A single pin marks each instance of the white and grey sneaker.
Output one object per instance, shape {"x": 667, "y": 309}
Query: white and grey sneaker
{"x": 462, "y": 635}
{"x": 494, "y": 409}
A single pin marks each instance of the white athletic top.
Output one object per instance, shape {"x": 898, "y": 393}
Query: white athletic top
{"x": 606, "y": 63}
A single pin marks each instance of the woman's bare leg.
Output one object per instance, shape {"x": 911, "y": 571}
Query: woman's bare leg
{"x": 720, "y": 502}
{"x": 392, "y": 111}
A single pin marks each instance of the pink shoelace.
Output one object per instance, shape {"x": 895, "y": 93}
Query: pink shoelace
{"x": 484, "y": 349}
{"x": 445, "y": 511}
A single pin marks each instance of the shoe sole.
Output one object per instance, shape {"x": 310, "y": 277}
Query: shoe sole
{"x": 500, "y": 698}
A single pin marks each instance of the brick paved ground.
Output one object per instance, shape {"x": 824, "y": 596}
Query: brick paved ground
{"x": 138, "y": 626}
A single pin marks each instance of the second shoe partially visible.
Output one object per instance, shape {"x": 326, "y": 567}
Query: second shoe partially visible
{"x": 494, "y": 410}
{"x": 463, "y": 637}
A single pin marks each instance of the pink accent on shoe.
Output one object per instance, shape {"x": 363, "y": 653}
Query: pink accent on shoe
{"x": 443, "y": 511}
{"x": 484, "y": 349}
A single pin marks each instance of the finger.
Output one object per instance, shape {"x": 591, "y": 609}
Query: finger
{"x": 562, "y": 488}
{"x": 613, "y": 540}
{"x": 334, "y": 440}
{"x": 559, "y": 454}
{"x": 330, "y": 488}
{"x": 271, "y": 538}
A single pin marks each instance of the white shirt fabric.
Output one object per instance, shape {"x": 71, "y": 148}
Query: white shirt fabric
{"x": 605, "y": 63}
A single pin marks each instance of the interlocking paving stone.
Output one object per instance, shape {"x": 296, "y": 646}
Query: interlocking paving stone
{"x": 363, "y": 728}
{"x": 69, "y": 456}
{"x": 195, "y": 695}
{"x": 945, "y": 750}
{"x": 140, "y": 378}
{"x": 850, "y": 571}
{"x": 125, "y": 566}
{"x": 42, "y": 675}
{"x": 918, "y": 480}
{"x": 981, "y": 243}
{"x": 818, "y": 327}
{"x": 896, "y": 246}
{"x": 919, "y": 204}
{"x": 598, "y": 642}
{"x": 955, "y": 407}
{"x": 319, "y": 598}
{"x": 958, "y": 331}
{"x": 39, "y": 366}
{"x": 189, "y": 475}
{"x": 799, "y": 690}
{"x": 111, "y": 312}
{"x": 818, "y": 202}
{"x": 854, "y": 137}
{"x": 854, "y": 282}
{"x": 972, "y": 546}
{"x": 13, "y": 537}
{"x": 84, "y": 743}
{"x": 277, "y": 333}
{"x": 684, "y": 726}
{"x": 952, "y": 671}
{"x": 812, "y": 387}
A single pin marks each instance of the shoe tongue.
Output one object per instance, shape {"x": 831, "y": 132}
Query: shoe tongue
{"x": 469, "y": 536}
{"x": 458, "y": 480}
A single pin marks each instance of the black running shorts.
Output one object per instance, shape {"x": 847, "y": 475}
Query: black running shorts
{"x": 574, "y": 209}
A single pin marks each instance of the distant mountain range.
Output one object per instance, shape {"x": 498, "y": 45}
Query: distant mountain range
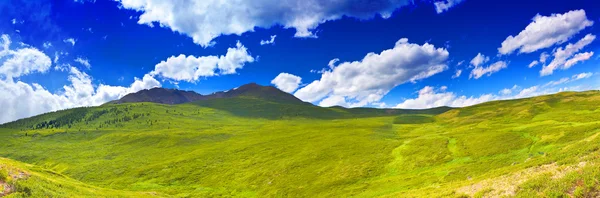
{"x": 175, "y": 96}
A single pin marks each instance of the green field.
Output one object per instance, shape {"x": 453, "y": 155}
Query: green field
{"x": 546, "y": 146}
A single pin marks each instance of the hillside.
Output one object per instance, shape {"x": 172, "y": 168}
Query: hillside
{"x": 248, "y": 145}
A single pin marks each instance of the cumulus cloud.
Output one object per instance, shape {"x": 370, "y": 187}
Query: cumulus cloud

• Brief: Put every line from the one containing "A single pin marks each instance of the interlocking" through the last line of the rows into a JSON list of strings, one string per line, skipping blank lines. Leave the pictures out.

• Written solution:
[
  "A single pin marks each instance of the interlocking paving stone.",
  "Output one object per instance, shape {\"x\": 296, \"y\": 646}",
  "Query: interlocking paving stone",
  "{\"x\": 363, \"y\": 728}",
  "{\"x\": 69, \"y\": 456}",
  "{\"x\": 195, \"y\": 695}",
  "{\"x\": 945, \"y\": 750}",
  "{\"x\": 140, \"y\": 378}",
  "{\"x\": 850, \"y\": 571}",
  "{\"x\": 125, \"y\": 566}",
  "{\"x\": 42, \"y\": 675}",
  "{\"x\": 918, \"y\": 480}",
  "{\"x\": 981, \"y\": 243}",
  "{\"x\": 818, \"y\": 327}",
  "{\"x\": 896, \"y\": 246}",
  "{\"x\": 919, \"y\": 204}",
  "{\"x\": 598, \"y\": 642}",
  "{\"x\": 955, \"y\": 407}",
  "{\"x\": 319, \"y\": 598}",
  "{\"x\": 958, \"y\": 331}",
  "{\"x\": 39, \"y\": 366}",
  "{\"x\": 189, \"y\": 475}",
  "{\"x\": 799, \"y\": 690}",
  "{\"x\": 111, \"y\": 312}",
  "{\"x\": 818, \"y\": 202}",
  "{\"x\": 854, \"y\": 137}",
  "{\"x\": 854, \"y\": 282}",
  "{\"x\": 972, \"y\": 546}",
  "{\"x\": 13, \"y\": 537}",
  "{\"x\": 84, \"y\": 743}",
  "{\"x\": 277, \"y\": 333}",
  "{\"x\": 684, \"y\": 726}",
  "{\"x\": 952, \"y\": 671}",
  "{\"x\": 812, \"y\": 387}",
  "A single pin marks each instance of the shoe tongue.",
  "Output one object per instance, shape {\"x\": 831, \"y\": 132}",
  "Query: shoe tongue",
  "{\"x\": 469, \"y\": 536}",
  "{\"x\": 458, \"y\": 480}",
  "A single pin marks each instance of the black running shorts.",
  "Output one object per instance, shape {\"x\": 847, \"y\": 475}",
  "Query: black running shorts",
  "{\"x\": 574, \"y\": 209}",
  "A single pin marks each instance of the distant mountain range.",
  "Output one object per instance, shape {\"x\": 498, \"y\": 45}",
  "Query: distant mountain range",
  "{\"x\": 175, \"y\": 96}",
  "A single pin marks each instance of the green field.",
  "Output one object per instance, shape {\"x\": 453, \"y\": 155}",
  "Query: green field",
  "{\"x\": 546, \"y\": 146}",
  "A single pin marks each instance of the hillside.",
  "Output one object per instance, shape {\"x\": 172, \"y\": 168}",
  "Query: hillside",
  "{\"x\": 248, \"y\": 145}",
  "A single pin marks each instance of the cumulus cloud.",
  "Output one object per instance, shape {\"x\": 370, \"y\": 187}",
  "Query: cumulus cloud"
]